• _To do_: Render the stretch of the material that opens with the line containing "Question. For every instance of the embroidered" and closes with the line containing "(1285, 410)", both ends included, as a Markdown table with the columns No. and Entry. Number each row and omit any blank lines.

• _Dataset records_:
◆ ◆ ◆ ◆ ◆ ◆ ◆

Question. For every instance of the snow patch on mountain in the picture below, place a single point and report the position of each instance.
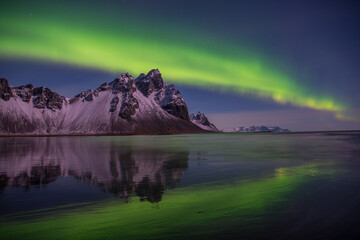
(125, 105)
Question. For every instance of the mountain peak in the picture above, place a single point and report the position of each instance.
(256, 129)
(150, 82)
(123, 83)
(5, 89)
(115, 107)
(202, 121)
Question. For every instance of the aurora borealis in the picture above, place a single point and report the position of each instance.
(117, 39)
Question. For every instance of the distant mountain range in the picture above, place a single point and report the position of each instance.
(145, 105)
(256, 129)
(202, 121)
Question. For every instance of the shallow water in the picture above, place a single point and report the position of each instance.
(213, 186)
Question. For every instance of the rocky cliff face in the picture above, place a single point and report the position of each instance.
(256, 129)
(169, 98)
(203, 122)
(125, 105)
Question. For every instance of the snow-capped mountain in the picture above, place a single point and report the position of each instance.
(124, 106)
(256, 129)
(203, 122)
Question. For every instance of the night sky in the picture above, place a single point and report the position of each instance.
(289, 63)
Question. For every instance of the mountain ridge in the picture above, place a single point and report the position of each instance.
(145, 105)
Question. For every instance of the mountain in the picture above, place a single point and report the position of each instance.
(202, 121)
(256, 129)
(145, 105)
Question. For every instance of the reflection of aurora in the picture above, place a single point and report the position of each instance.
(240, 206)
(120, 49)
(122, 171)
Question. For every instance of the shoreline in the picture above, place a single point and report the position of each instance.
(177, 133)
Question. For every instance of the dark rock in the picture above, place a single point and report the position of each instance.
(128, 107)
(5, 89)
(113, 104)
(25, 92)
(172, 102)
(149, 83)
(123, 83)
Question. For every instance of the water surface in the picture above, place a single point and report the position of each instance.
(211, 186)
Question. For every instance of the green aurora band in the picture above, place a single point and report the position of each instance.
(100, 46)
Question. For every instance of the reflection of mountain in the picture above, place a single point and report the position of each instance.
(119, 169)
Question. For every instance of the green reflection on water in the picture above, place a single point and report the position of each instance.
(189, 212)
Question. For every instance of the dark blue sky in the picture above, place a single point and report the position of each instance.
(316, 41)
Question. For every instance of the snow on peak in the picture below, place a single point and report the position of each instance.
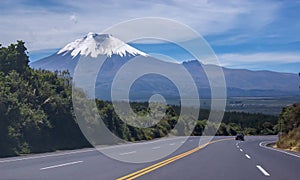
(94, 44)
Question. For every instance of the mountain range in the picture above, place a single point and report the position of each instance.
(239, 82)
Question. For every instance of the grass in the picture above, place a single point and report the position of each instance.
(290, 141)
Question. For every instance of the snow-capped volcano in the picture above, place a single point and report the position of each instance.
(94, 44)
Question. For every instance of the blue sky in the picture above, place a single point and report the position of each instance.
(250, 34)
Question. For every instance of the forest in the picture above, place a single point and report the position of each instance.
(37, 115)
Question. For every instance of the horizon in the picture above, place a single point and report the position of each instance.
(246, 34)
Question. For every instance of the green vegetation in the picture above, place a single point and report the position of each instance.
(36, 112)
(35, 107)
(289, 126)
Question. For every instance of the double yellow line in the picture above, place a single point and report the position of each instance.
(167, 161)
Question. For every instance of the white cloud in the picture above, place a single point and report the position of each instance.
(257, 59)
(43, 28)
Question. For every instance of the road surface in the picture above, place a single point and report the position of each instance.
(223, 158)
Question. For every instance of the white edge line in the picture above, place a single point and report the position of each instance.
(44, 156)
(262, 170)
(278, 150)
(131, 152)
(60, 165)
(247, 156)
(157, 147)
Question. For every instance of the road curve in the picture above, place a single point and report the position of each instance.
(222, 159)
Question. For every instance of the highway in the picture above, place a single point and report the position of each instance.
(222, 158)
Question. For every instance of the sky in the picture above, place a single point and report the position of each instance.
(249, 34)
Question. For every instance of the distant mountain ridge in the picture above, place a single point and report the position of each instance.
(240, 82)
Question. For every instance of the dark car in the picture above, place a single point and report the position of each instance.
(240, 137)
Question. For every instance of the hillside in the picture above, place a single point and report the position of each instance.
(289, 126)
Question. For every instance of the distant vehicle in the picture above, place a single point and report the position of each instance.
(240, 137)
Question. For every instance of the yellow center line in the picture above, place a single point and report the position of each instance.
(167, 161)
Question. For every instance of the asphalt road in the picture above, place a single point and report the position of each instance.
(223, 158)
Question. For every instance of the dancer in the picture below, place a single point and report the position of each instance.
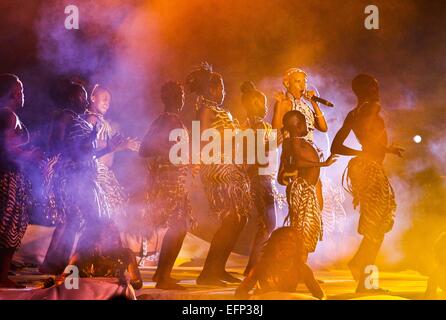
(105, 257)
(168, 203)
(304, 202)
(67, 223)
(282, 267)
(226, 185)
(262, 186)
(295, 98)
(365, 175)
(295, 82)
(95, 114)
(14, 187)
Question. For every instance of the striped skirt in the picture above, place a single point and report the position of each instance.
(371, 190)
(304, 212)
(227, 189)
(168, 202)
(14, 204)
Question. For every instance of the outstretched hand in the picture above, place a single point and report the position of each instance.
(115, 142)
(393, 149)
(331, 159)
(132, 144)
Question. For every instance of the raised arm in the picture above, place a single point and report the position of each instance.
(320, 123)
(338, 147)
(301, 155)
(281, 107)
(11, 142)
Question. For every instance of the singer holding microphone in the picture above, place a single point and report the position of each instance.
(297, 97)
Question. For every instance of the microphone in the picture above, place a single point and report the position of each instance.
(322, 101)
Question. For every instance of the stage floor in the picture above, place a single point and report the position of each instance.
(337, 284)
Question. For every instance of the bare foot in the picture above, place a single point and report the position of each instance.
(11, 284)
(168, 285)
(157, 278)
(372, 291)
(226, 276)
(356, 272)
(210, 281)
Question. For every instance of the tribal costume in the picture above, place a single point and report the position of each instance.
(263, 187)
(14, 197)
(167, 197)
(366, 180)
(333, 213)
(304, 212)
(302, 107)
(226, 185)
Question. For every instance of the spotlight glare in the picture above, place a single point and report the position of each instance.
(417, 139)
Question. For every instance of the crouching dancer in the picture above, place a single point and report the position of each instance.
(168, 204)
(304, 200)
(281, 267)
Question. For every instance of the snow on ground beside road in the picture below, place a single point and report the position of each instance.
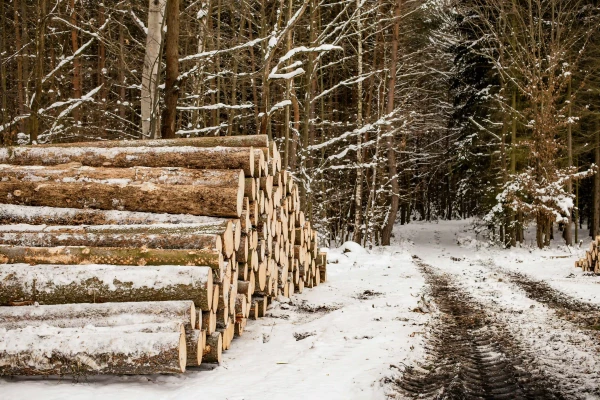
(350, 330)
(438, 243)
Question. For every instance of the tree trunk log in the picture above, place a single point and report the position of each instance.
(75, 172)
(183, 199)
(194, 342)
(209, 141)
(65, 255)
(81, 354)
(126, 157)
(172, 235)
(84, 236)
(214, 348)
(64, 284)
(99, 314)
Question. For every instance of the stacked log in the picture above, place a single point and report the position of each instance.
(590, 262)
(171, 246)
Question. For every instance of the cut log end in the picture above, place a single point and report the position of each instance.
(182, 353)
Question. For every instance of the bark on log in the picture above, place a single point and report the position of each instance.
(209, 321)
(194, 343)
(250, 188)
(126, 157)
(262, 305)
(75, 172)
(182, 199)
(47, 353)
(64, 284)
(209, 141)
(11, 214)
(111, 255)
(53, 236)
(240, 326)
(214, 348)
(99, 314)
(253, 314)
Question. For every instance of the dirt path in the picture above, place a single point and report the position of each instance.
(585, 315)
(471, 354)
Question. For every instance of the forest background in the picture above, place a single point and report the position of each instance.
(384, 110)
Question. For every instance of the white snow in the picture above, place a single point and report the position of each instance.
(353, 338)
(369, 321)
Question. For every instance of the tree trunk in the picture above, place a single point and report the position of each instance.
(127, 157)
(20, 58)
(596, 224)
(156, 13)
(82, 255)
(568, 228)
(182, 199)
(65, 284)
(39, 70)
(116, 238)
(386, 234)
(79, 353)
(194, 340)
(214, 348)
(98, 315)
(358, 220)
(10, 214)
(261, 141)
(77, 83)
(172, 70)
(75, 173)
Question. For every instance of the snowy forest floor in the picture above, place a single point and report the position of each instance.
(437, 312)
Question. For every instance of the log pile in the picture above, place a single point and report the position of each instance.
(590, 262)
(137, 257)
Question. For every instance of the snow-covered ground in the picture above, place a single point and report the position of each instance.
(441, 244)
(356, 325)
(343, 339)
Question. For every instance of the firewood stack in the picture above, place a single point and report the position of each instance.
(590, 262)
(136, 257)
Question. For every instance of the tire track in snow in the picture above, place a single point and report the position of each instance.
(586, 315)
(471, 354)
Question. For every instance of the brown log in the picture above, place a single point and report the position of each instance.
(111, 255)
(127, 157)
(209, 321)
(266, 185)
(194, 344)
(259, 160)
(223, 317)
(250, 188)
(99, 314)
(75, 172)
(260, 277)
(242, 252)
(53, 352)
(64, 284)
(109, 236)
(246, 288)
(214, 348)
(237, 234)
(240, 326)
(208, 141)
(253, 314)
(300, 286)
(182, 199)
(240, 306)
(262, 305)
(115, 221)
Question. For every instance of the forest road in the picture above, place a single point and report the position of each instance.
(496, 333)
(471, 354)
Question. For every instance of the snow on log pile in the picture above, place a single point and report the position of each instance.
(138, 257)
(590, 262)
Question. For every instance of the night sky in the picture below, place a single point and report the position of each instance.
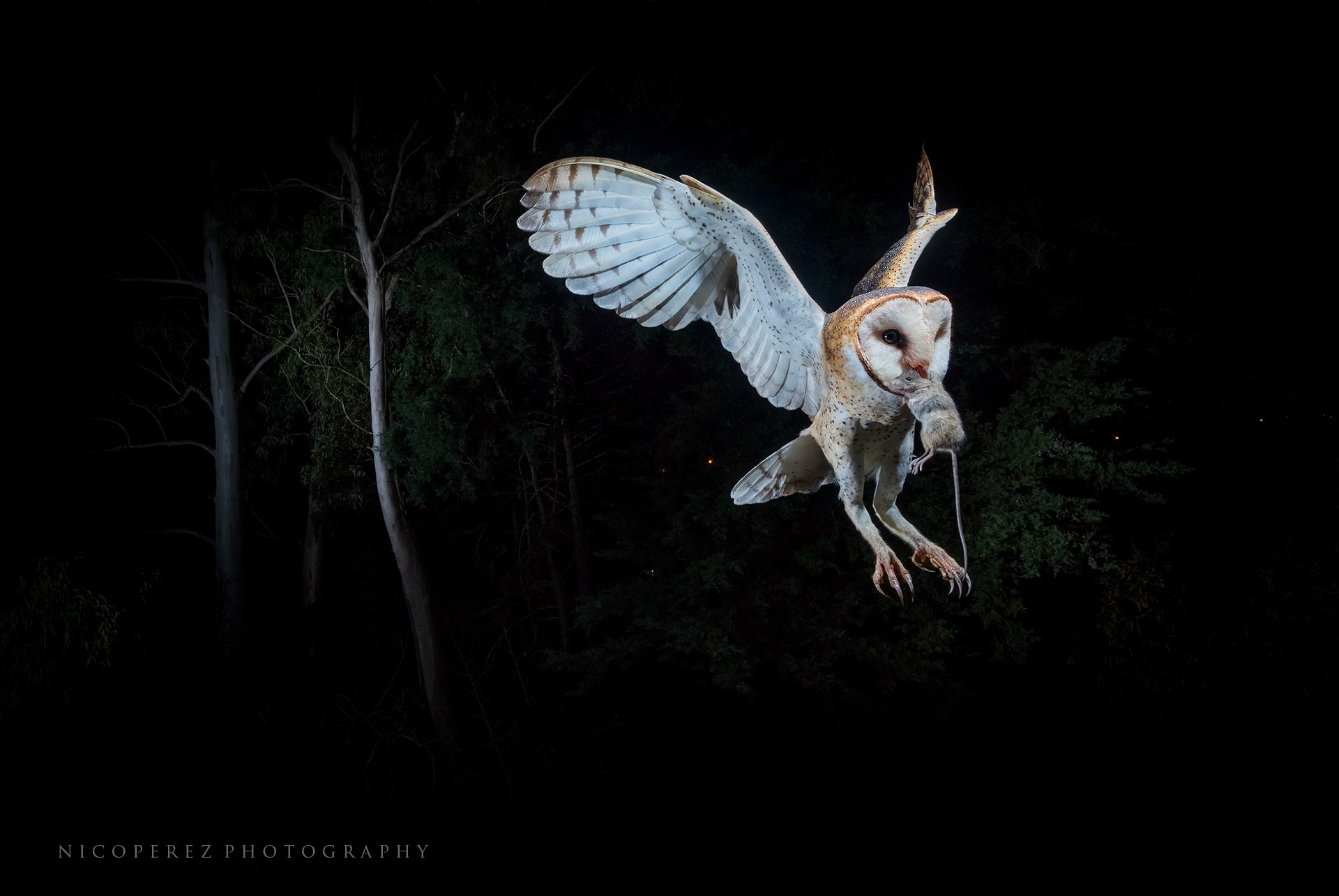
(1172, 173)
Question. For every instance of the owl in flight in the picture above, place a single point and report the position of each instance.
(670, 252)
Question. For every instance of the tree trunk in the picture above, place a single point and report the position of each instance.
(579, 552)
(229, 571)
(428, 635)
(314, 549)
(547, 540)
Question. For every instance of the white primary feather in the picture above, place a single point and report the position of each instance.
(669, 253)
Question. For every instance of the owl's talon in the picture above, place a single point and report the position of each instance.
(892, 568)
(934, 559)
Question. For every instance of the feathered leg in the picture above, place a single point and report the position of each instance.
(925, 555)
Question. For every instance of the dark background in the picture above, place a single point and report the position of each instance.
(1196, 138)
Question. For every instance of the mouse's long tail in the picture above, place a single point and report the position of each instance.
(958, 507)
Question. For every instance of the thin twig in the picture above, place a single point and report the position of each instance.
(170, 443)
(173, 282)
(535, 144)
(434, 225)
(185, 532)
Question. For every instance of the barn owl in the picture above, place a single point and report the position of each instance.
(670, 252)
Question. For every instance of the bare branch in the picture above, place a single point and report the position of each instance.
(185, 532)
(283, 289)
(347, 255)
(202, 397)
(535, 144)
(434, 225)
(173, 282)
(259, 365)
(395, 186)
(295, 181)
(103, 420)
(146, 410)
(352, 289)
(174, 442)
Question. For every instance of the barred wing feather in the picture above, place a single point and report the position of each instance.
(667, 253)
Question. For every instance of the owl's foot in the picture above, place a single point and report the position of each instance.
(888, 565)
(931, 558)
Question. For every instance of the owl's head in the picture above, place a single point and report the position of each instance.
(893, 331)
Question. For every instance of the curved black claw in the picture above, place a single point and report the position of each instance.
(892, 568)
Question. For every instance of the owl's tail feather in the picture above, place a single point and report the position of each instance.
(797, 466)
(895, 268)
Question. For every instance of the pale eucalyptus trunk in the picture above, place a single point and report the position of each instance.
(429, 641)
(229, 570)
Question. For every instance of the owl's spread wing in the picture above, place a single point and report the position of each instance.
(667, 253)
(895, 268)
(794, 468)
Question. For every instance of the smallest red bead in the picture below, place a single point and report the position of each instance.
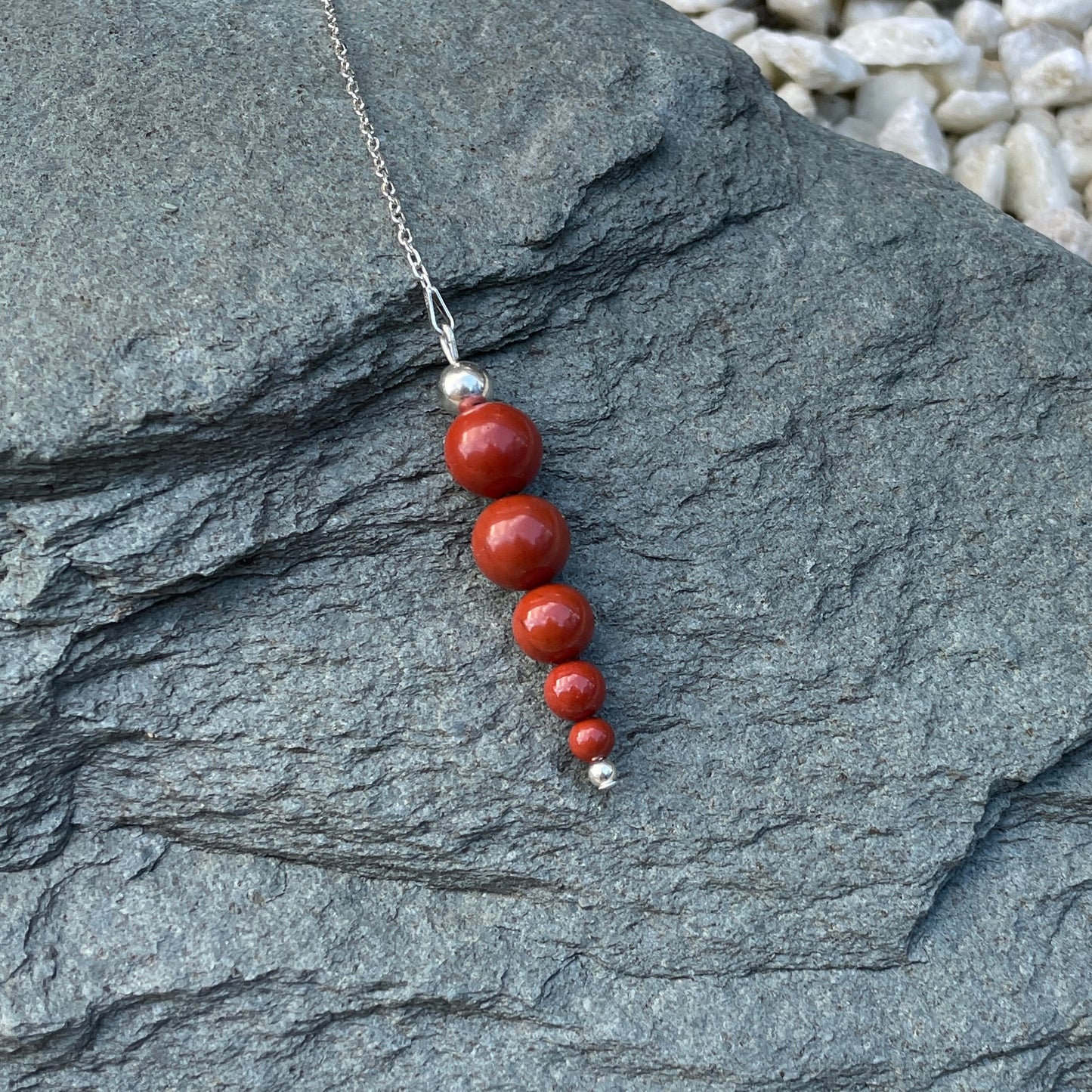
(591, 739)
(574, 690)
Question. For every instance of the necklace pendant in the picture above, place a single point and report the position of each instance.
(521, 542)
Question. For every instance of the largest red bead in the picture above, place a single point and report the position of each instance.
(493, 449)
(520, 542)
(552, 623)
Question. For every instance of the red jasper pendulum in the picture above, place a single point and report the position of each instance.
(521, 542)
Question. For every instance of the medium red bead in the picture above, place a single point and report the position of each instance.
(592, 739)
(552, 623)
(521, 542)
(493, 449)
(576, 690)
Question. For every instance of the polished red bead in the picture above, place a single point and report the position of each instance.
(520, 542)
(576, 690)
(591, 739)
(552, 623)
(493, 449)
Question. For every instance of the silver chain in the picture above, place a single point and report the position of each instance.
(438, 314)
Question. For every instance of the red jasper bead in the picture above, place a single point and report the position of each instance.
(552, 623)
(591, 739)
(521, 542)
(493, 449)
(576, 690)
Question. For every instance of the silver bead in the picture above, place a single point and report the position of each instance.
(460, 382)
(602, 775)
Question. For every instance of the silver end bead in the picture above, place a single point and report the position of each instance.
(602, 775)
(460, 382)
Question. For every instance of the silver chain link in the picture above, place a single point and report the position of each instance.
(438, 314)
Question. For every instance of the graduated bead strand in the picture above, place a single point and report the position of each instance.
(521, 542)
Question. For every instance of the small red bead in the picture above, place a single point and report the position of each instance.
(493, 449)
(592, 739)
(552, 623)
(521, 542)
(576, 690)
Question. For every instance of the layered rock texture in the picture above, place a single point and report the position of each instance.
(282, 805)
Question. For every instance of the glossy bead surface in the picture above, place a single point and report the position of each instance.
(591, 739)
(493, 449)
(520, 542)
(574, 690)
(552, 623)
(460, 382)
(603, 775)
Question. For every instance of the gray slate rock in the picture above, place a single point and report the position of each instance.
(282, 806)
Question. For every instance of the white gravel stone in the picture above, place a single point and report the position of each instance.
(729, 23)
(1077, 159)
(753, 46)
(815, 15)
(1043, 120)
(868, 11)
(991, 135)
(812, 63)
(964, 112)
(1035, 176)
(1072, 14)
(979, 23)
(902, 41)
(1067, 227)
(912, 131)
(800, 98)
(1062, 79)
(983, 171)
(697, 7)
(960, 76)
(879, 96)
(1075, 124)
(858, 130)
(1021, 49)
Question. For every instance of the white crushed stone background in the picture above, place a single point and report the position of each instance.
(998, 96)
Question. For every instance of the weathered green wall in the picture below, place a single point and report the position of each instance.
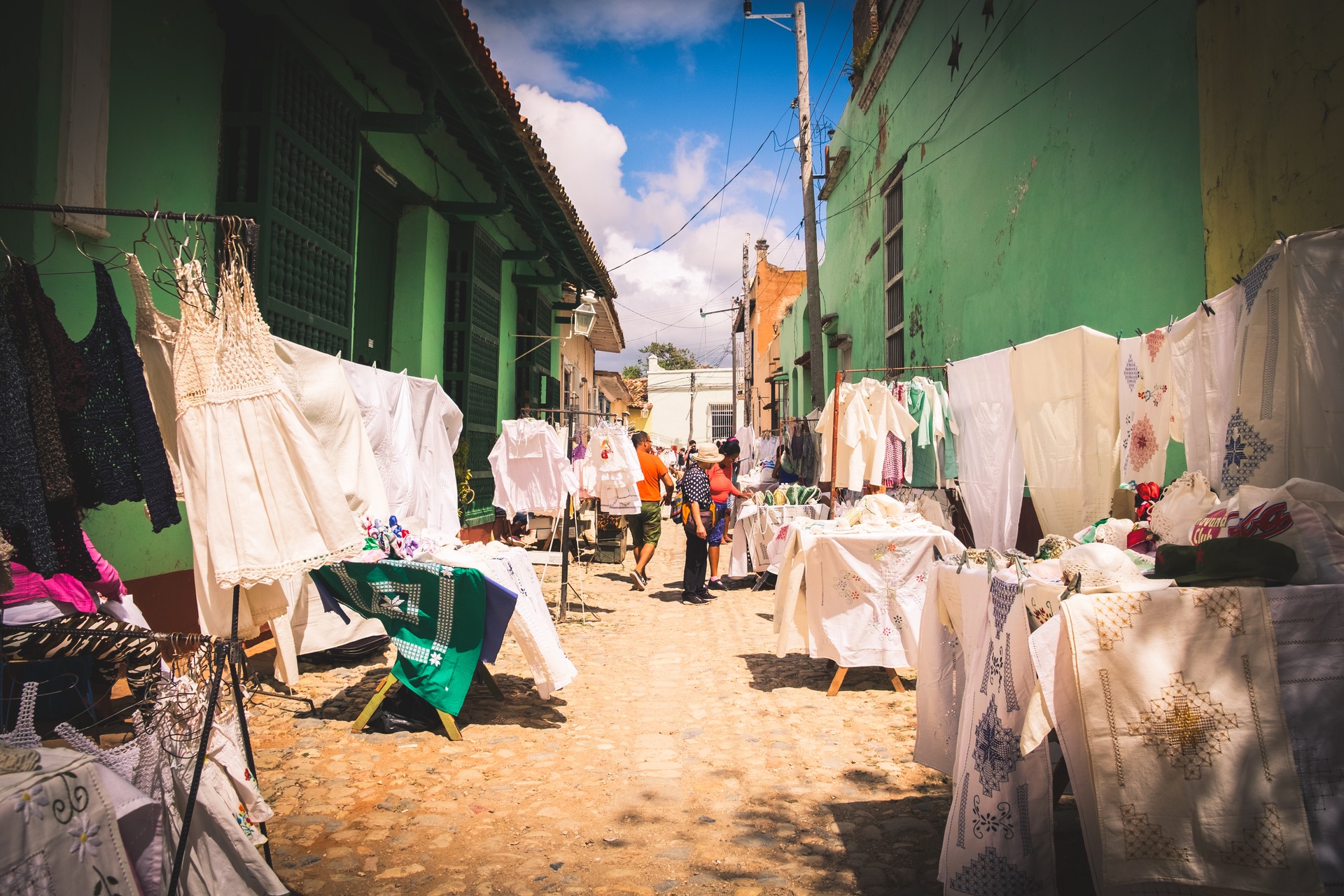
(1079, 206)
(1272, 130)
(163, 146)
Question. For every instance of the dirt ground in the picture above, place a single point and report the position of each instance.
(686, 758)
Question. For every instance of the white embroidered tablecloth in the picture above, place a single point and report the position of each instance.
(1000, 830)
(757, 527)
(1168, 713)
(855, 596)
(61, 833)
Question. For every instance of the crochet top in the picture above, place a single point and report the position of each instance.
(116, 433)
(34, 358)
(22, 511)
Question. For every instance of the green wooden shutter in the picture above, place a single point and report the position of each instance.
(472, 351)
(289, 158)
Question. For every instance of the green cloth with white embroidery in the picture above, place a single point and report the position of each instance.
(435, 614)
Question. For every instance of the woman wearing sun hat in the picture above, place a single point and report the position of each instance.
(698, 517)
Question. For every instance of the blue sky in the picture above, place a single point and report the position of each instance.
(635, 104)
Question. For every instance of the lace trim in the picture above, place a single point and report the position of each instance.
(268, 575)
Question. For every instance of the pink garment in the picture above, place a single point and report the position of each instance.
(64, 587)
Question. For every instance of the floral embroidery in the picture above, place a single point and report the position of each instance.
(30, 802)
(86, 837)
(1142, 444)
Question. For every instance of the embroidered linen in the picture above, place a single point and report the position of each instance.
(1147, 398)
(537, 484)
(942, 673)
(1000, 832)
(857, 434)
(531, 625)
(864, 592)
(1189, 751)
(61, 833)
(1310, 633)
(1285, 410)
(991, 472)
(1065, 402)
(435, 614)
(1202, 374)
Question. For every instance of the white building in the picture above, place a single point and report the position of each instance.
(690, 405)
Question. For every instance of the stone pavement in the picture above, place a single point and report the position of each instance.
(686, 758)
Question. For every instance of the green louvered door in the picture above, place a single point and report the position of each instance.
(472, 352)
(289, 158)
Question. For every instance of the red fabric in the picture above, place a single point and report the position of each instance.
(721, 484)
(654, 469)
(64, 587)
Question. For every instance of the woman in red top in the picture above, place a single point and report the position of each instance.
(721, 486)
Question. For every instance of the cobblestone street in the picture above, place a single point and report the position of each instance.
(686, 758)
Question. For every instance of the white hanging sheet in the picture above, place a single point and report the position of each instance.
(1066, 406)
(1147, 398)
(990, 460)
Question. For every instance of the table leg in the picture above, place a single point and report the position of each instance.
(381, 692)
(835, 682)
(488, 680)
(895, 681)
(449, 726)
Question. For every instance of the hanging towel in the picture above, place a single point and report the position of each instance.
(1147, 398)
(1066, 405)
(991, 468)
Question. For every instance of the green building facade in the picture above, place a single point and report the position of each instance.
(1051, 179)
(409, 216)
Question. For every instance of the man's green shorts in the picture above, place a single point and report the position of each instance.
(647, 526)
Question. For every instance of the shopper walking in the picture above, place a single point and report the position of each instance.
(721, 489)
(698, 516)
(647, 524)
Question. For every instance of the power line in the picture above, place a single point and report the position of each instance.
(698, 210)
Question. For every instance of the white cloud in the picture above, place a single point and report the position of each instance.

◆ ◆ ◆ ◆ ◆ ◆ ◆

• _Expected answer_:
| No. | Entry |
|---|---|
| 1 | Question. For every instance of the embroidered linen in the picture above, place a single point and report the position of each instance. |
| 2 | (1147, 398) |
| 3 | (537, 484) |
| 4 | (942, 673) |
| 5 | (1000, 832) |
| 6 | (857, 434) |
| 7 | (531, 625) |
| 8 | (864, 592) |
| 9 | (1189, 751) |
| 10 | (61, 833) |
| 11 | (1310, 633) |
| 12 | (1285, 410) |